─── LISTING

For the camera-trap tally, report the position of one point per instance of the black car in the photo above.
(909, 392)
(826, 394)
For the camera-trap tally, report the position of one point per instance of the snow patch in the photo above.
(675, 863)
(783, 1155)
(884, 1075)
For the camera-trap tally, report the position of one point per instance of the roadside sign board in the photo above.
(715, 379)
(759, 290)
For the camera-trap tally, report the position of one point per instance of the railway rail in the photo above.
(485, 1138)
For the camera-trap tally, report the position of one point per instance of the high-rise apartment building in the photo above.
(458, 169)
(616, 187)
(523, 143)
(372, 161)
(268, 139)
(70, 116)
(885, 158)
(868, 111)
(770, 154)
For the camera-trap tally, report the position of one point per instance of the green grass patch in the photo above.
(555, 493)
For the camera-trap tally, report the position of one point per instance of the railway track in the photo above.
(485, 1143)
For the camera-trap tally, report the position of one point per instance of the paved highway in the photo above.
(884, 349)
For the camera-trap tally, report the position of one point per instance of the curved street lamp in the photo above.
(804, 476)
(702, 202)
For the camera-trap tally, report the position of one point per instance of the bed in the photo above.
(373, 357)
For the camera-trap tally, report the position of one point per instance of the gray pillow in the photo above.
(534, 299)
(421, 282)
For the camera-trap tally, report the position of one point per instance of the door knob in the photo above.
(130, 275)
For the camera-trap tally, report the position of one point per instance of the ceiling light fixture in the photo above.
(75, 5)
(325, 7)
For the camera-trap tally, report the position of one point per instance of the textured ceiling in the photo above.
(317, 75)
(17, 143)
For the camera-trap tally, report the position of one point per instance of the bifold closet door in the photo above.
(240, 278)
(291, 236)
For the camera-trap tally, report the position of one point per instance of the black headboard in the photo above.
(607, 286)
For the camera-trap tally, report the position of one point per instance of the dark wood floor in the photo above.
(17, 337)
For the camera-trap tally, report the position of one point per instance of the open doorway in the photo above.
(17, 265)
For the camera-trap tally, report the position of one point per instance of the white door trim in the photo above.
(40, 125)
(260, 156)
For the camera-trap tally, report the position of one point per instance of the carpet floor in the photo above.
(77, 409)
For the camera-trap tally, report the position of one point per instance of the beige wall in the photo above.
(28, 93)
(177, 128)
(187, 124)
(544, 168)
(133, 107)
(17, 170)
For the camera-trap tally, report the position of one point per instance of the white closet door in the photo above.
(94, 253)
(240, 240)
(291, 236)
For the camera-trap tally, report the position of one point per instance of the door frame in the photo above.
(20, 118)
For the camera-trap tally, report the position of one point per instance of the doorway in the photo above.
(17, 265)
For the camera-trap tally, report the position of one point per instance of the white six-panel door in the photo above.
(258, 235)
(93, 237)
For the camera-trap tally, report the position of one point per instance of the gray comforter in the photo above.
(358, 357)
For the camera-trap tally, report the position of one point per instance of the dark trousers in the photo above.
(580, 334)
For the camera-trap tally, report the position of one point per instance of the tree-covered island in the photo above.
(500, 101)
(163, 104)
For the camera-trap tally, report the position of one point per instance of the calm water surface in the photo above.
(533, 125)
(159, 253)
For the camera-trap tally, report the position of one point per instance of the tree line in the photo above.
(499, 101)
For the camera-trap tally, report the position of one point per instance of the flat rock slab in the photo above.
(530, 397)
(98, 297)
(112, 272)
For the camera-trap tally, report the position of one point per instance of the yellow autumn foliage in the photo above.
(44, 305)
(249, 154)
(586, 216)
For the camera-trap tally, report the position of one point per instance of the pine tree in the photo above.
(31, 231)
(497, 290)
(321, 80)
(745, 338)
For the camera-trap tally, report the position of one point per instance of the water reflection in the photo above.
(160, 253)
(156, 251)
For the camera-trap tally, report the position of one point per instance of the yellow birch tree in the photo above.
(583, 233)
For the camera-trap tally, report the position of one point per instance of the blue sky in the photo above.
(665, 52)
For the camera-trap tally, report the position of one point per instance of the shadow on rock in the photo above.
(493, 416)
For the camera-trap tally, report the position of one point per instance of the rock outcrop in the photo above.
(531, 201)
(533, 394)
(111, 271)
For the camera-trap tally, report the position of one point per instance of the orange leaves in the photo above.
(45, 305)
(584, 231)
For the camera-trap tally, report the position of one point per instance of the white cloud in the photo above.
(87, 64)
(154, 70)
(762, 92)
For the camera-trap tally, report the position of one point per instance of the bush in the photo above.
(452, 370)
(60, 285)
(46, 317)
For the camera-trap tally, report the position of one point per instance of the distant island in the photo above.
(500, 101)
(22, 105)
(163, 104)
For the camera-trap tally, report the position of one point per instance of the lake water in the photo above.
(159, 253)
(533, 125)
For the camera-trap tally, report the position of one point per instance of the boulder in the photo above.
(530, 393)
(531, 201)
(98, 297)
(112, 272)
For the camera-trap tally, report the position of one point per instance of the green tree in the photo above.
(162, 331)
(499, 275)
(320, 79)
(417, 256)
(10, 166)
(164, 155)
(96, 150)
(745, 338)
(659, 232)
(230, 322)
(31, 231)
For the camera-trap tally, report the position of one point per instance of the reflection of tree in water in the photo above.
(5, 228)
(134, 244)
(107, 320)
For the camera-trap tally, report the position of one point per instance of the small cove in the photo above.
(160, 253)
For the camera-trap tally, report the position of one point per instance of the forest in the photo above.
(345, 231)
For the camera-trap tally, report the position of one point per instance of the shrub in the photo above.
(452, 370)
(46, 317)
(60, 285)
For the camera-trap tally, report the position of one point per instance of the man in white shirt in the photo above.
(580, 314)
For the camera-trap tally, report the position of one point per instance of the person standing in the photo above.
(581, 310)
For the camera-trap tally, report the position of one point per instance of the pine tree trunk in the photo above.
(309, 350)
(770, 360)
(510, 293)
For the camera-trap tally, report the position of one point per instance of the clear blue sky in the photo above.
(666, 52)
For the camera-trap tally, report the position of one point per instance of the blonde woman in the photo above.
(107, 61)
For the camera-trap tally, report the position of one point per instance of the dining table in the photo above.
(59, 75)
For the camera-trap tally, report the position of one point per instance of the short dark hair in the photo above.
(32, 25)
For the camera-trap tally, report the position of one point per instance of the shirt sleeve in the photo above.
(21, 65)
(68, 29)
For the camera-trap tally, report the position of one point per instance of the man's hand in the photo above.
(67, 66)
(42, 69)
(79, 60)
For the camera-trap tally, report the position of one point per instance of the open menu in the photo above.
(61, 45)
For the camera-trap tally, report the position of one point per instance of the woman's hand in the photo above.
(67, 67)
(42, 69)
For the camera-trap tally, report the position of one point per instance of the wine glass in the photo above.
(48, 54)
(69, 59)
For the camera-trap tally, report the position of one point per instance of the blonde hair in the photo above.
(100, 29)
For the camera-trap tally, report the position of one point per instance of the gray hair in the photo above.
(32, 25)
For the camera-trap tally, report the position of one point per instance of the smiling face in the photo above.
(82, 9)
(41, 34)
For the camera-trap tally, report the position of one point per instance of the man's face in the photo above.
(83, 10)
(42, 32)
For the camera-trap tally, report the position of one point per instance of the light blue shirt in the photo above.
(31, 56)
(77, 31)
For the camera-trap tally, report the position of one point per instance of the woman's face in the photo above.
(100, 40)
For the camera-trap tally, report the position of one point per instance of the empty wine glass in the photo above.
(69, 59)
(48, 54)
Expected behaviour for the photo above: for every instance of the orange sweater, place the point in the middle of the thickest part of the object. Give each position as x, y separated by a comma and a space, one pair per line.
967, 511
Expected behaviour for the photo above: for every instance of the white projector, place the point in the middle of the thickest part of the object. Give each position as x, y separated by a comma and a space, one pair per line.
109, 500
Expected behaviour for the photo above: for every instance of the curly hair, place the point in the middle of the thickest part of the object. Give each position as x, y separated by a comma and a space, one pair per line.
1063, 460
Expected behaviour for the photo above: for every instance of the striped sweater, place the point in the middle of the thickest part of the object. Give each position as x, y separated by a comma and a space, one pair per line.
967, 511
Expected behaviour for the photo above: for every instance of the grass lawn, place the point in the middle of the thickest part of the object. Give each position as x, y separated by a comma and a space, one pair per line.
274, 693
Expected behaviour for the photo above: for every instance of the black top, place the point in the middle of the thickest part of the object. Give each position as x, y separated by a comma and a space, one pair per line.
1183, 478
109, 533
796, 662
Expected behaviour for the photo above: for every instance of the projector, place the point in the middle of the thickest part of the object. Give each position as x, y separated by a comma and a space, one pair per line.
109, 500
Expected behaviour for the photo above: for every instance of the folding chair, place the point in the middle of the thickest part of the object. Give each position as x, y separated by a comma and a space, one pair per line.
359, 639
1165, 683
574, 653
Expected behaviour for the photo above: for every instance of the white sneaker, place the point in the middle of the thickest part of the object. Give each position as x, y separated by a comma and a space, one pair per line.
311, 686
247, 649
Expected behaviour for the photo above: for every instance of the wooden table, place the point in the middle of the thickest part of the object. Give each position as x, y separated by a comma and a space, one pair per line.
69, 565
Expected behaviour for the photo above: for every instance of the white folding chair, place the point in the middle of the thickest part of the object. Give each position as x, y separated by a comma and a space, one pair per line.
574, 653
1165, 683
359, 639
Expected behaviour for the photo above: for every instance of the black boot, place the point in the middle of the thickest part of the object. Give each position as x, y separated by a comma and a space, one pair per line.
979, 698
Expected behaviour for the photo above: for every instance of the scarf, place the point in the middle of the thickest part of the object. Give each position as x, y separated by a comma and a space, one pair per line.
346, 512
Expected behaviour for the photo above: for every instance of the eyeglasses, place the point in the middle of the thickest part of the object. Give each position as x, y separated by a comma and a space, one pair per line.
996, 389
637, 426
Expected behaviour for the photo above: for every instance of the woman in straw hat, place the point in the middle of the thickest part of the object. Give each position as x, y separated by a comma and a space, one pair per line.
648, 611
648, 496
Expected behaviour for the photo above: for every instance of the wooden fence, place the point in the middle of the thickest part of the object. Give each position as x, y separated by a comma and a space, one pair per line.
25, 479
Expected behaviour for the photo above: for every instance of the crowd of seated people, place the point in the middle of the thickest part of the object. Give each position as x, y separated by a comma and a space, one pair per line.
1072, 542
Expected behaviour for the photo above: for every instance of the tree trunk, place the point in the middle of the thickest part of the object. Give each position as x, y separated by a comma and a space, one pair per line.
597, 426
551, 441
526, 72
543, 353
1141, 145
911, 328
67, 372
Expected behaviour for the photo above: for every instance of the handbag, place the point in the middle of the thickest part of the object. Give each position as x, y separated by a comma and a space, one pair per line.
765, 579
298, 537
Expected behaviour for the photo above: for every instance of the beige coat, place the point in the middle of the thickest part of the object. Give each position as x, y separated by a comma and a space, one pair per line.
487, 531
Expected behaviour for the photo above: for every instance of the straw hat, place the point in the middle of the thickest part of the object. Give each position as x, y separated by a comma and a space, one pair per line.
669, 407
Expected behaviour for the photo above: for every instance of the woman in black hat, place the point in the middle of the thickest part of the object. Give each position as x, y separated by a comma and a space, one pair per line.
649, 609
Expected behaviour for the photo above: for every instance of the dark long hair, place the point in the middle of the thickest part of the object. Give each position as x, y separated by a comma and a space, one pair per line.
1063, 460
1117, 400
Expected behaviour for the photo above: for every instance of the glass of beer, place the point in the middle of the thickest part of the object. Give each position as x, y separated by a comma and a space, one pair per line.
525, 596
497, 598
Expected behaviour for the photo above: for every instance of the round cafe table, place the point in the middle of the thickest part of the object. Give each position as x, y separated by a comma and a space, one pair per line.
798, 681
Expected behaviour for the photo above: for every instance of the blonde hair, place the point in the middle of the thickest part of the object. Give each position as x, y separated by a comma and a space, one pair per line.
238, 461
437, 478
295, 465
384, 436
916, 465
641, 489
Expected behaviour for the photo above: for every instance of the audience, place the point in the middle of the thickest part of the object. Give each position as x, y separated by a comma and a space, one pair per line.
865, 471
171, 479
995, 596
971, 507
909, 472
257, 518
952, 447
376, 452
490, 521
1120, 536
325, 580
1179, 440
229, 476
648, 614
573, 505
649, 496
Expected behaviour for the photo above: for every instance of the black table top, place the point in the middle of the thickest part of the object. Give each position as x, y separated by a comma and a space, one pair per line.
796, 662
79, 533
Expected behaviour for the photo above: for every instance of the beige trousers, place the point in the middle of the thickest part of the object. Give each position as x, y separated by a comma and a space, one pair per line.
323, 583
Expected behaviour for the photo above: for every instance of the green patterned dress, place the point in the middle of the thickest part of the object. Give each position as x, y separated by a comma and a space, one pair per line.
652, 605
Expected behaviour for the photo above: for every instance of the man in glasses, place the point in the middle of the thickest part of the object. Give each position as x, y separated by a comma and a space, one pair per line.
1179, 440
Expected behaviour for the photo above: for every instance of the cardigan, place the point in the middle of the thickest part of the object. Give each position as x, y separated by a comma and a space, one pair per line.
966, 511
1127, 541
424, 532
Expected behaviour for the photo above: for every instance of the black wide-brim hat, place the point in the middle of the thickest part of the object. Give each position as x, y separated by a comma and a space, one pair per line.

──────

Give back exactly the lines from the line containing "the cardigan, place" to the end of the entries, and no other lines.

Expected behaviour for the photo above: for every instance of the cardigan, place the point in the middle of the thickest part of the object. Give each position as x, y separated by a comma and a space, one pair per line.
966, 511
1127, 541
424, 532
Expected behaviour for the photo above: for every instance of the black wide-brim hat, place the point in the middle of the thickest part of the object. Give each position as x, y separated by a comma and a space, one pair per line.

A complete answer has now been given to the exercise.